What to work on –
Quote each record exactly, please, leaving none out.

* start Data to process *

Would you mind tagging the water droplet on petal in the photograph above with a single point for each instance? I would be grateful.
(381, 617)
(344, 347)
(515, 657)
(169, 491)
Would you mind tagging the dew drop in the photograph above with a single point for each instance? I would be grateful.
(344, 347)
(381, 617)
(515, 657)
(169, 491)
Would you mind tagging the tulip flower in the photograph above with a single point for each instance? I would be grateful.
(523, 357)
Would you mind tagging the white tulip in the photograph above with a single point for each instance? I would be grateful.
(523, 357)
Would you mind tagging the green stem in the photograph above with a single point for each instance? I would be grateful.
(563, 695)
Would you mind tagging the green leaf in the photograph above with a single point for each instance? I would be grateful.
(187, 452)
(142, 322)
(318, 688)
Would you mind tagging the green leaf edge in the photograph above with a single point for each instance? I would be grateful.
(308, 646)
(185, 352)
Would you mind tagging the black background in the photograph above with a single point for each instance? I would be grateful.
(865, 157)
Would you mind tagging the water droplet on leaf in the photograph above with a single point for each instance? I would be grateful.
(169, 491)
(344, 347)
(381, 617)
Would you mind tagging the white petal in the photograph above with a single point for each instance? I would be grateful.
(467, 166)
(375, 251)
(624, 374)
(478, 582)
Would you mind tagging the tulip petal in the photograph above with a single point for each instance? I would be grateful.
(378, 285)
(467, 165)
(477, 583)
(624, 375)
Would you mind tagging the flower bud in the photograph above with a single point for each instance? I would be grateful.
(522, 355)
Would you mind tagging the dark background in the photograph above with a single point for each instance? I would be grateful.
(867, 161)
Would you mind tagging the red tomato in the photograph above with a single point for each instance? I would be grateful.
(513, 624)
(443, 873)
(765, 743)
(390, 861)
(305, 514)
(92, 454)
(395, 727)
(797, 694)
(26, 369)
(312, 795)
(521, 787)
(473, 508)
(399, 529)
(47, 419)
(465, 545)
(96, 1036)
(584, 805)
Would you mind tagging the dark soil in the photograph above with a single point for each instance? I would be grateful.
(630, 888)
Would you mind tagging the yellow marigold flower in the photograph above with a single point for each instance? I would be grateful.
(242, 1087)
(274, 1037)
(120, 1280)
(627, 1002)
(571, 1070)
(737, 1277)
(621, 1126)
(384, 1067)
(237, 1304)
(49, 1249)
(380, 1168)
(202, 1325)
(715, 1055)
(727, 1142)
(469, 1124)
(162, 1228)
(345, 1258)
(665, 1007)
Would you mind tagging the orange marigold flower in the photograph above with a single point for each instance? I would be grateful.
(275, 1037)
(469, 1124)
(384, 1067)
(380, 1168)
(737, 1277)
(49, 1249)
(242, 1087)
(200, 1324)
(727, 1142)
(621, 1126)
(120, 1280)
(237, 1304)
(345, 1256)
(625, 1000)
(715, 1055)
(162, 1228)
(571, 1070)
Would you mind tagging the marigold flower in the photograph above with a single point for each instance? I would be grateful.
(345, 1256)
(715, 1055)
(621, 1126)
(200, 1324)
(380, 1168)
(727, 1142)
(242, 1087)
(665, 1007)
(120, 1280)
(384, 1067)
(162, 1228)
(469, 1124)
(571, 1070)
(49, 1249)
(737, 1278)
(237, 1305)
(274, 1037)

* end Data to process *

Response for this exercise –
Would you mind tagging the water droplet on petal in the photograph above with a single point for each instance? I would be grateful.
(381, 617)
(344, 347)
(515, 657)
(169, 491)
Would you mind tagging the dew drop in the photograph above with a single point for each instance? I would be grateful.
(344, 347)
(381, 617)
(515, 657)
(169, 491)
Would you mind tagging the tulip flower in the photograph above with a single point for each instance? I would be grateful.
(523, 357)
Would you mind tagging the white tulip in the photograph above with a single point for each instance? I would be grateful.
(523, 357)
Would you mind tagging the green stem in the photograph above with a single point for each instance? I would be grateful.
(563, 695)
Would you mind tagging the green leaf in the photograph above with a single point for each instance? I would be grateful.
(187, 452)
(142, 322)
(318, 688)
Would you mind tagging the green leaf edge in the photograph above with a single point for each instance? I would be grateful.
(308, 646)
(185, 352)
Would you mind tagging the black background in the photograph above with a single point for each instance? I would be grateful.
(865, 157)
Would you mind tagging the water droplet on leaf in the photograph above with a single point for each instance? I would be grateful.
(169, 491)
(344, 347)
(381, 617)
Would you mind tagging the white petal in the photograph above with a single point for each instance? I would be grateful.
(467, 166)
(375, 251)
(624, 374)
(478, 582)
Would you mind tagging the tulip petal in the photograph above with a single point for each instance? I would be grateful.
(378, 285)
(467, 165)
(477, 583)
(624, 375)
Would you mind tagging the flower bud in the photograph above with a single point for each instance? I would be grateful.
(522, 355)
Would you mind tagging the dark background in the photograph above with a single point for each instance? I would be grateful.
(867, 161)
Would you mind tagging the red tomato in the photograph above with a single point for each instance? I would be grateful.
(513, 624)
(443, 873)
(765, 743)
(390, 861)
(305, 514)
(92, 454)
(395, 727)
(797, 694)
(26, 369)
(312, 795)
(521, 787)
(473, 508)
(399, 529)
(47, 419)
(465, 545)
(96, 1036)
(584, 805)
Would you mind tagging the dark soil in the photograph above with a single point for each instance? I would be grateful.
(630, 888)
Would you mind tagging the yellow marigold flower in the photograph above with a single point for each instance? I would be grateful.
(242, 1087)
(274, 1037)
(120, 1280)
(627, 1002)
(571, 1070)
(737, 1277)
(621, 1126)
(384, 1067)
(237, 1304)
(49, 1249)
(380, 1168)
(202, 1325)
(715, 1055)
(727, 1142)
(469, 1124)
(162, 1228)
(345, 1258)
(665, 1007)
Would you mind tagging the orange marigold flower in the photograph above with a single point for each instance? I would be grateful.
(275, 1037)
(469, 1124)
(384, 1067)
(380, 1168)
(737, 1277)
(49, 1249)
(242, 1087)
(200, 1324)
(727, 1142)
(621, 1126)
(120, 1280)
(237, 1304)
(345, 1256)
(625, 1000)
(715, 1055)
(162, 1228)
(571, 1070)
Would you mind tagging the marigold flower in the photograph above with a single point for each instance? I would be grateful.
(345, 1256)
(715, 1055)
(621, 1126)
(200, 1324)
(380, 1168)
(727, 1142)
(242, 1087)
(665, 1007)
(120, 1280)
(384, 1067)
(162, 1228)
(469, 1124)
(571, 1070)
(49, 1249)
(737, 1278)
(237, 1305)
(274, 1037)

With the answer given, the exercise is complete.